Segmentation labeling records:
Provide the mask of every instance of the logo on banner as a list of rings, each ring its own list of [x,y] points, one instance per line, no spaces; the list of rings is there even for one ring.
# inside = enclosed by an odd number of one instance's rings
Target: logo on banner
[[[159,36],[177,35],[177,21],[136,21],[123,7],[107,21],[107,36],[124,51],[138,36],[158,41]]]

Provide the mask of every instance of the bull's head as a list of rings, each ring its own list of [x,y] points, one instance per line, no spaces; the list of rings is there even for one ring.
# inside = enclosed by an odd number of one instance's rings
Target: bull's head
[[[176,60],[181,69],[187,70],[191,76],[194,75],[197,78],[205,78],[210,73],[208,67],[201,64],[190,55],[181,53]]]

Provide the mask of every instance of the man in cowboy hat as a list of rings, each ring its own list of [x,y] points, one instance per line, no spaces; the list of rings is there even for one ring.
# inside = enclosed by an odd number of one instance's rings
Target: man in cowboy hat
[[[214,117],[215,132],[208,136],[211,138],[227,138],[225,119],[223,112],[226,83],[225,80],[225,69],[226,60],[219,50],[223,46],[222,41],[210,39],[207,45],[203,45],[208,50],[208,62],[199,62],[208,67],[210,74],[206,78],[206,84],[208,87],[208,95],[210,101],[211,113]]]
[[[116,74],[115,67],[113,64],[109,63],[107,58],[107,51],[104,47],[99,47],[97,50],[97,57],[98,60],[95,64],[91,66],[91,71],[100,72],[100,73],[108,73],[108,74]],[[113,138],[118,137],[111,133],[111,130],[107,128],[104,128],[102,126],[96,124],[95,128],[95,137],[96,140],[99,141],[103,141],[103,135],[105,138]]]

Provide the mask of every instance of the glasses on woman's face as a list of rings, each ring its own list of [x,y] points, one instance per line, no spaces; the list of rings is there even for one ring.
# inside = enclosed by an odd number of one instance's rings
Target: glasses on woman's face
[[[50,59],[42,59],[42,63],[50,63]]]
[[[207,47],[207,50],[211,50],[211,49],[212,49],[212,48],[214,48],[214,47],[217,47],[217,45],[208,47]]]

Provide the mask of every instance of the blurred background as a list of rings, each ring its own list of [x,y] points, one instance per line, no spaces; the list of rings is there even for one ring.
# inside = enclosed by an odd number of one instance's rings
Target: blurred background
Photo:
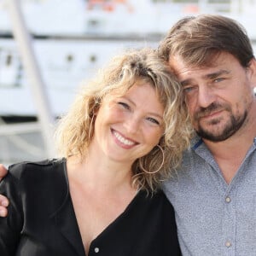
[[[202,13],[240,21],[255,53],[256,0],[0,0],[0,163],[54,157],[54,126],[81,82]]]

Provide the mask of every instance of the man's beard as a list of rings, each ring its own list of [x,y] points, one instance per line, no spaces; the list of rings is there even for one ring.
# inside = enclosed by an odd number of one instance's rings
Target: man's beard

STATED TASK:
Return all of the records above line for line and unchanged, but leave out the pictures.

CORRECT RESPONSE:
Provide the mask of every instance of the logo on banner as a list of rings, each ring its own list of [x,y] points, one instance per line, no spaces; the list of rings is there even for one ring.
# inside = enclosed by an odd number of one instance's rings
Target: logo on banner
[[[159,36],[177,35],[177,21],[136,21],[123,7],[107,21],[107,36],[124,51],[138,36],[158,41]]]

Provide the mask of every instance of the bull's head as a list of rings, each ring its own list of [x,y] points, one instance per line, no spaces; the list of rings is there even for one ring.
# inside = enclosed by an odd number of one instance's rings
Target: bull's head
[[[176,60],[181,69],[187,70],[191,76],[194,75],[197,78],[205,78],[210,73],[208,67],[201,64],[190,55],[181,53]]]

Provide the mask of every instance of the man in cowboy hat as a list of rings, each ring its own list of [x,y] points, one instance per line, no spaces; the list of rings is there even for one ring.
# inside = enclosed by an odd number of one instance's rings
Target: man in cowboy hat
[[[214,117],[215,132],[208,136],[211,138],[227,138],[225,119],[223,112],[226,83],[225,80],[225,69],[226,60],[219,50],[223,46],[222,41],[210,39],[207,45],[203,45],[208,50],[208,62],[199,62],[208,67],[210,74],[206,78],[206,84],[208,87],[208,95],[210,101],[211,113]]]
[[[116,74],[115,67],[113,64],[109,63],[107,58],[107,51],[104,47],[99,47],[97,50],[97,57],[98,60],[95,64],[91,66],[91,71],[100,72],[100,73],[108,73],[108,74]],[[113,138],[118,137],[111,133],[111,130],[107,128],[104,128],[102,126],[96,124],[95,128],[95,137],[96,140],[99,141],[103,141],[103,135],[105,138]]]

Provide the mask of every instance of the glasses on woman's face as a list of rings, each ring its own list of [x,y] points, one instance per line, no spaces; the list of rings is there even for one ring.
# inside = enclosed by an odd number of one instance's rings
Target: glasses on woman's face
[[[50,59],[42,59],[42,63],[50,63]]]
[[[207,47],[207,50],[211,50],[211,49],[212,49],[212,48],[214,48],[214,47],[217,47],[217,45],[208,47]]]

Provide the mask of every instance of the blurred background as a list of rings, each ring its own list of [x,y] points, one instance per line, no spaces; the list of rings is there even for one ring.
# inside = enclosed by an odd number of one instance's rings
Target: blurred background
Photo:
[[[202,13],[240,21],[255,53],[256,0],[0,0],[0,163],[54,157],[54,126],[81,82]]]

Provide the mask of every instance of the man's beard as a list of rings, each ring its own list of [x,y] points, one instance per line, no spaces; the list of rings is there even for one ring.
# inside = enclosed by an odd number of one instance's rings
Target: man's beard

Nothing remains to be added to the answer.